EXERCISE TASKS
**1)** Answer these questions from the forum post about a strained marriage:
(a) For how long has the poster been married?
(b) What shift change was the poster recently offered?
(c) What did the husband start watching while the poster cleaned dishes?
**2)** Reproduce the forum post about a strained marriage between "I found myself" and "doesn't want change.", inclusive.

# Is it worth it?



## crazycat25 (Mar 31, 2011)

I've been married for nearly 11 years now. I have been on this board before complaining about how my husband is controlling and sometimes MEAN. 
I found myself tonight dreaming about cheating on him. I'm a good Catholic woman who has great ethics .. But that's how far I am off the ledge. He is 38 years old. He is a decent father (when convenient for him) and he is married to his job. He makes 4 times less than I do... But he just loves what he does. His job will probably be obsolete in 5 years and I offered to help him so he could find a new passion. He hasn't. He just doesn't want change. 

I'm currently working hours of 3 am to noon so I can be home with the kids. It's killing me. I was recently offered a shift change of 8 to 4:30 but I'd have to take a bit of a pay cut. I want to do it.. Because I'm dying on this schedule. My husband seems to be against it. He says we need every penny we can get. We make over 290k a year. He just drives me so hard. 

He always requests that we have a weekly date night on Friday nights. That means I get up at 2:45 am ...work... Take care of the kids when they come home .. And then go to dinner with him at 7 and he expects me to stay energized and in "date mode" until 10:30 or 11 o'clock. After a week of this schedule and work... Fridays are so hard. I get so annoyed sitting there with him. 

He talks down to me. Tries to tell me how to dress and speak. Unfortunately I give in. For some reason I feel like he knows best. The only sex we have is HIS masturbation. If I ask him to really have sex.. It's over on 40 seconds. 

I stay because of the kids and because I'm Catholic.. Also I feel I'll be alone forever without him. But I'm really starting to despise him. I want to drink when I'm around him. Family time is usually good... But today is a good example oft day. 

I got up today (like everyday) at 2:45 am. I went to work. Got off at 1. Ran. Picked up the kids. Played with them. Went to grocery store. Made them dinner. (hubby not home til 7:15) and he started watching the NFL draft while I cleaned dishes and started baths. He's finishing their stories and it's 9:10. I will try to sleep for 5 hours and do it a again.

DATA LISTING
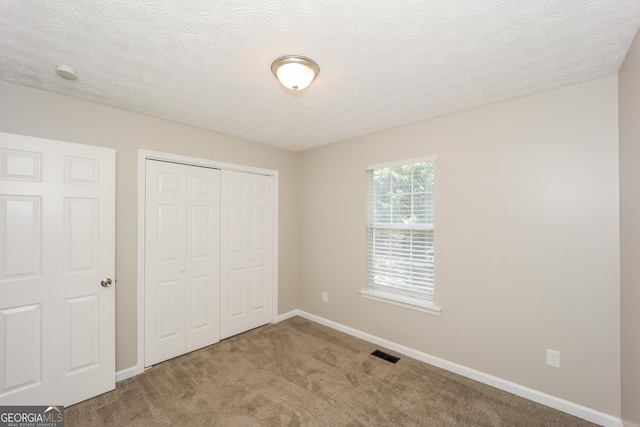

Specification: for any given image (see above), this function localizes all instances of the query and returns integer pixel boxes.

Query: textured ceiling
[0,0,640,150]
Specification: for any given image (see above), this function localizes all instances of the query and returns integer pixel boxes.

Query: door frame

ANSWERS FOR THE TASKS
**1)**
(a) Nearly 11 years.
(b) A shift of 8 to 4:30, with a bit of a pay cut.
(c) The NFL draft.

**2)**
I found myself tonight dreaming about cheating on him. I'm a good Catholic woman who has great ethics .. But that's how far I am off the ledge. He is 38 years old. He is a decent father (when convenient for him) and he is married to his job. He makes 4 times less than I do... But he just loves what he does. His job will probably be obsolete in 5 years and I offered to help him so he could find a new passion. He hasn't. He just doesn't want change.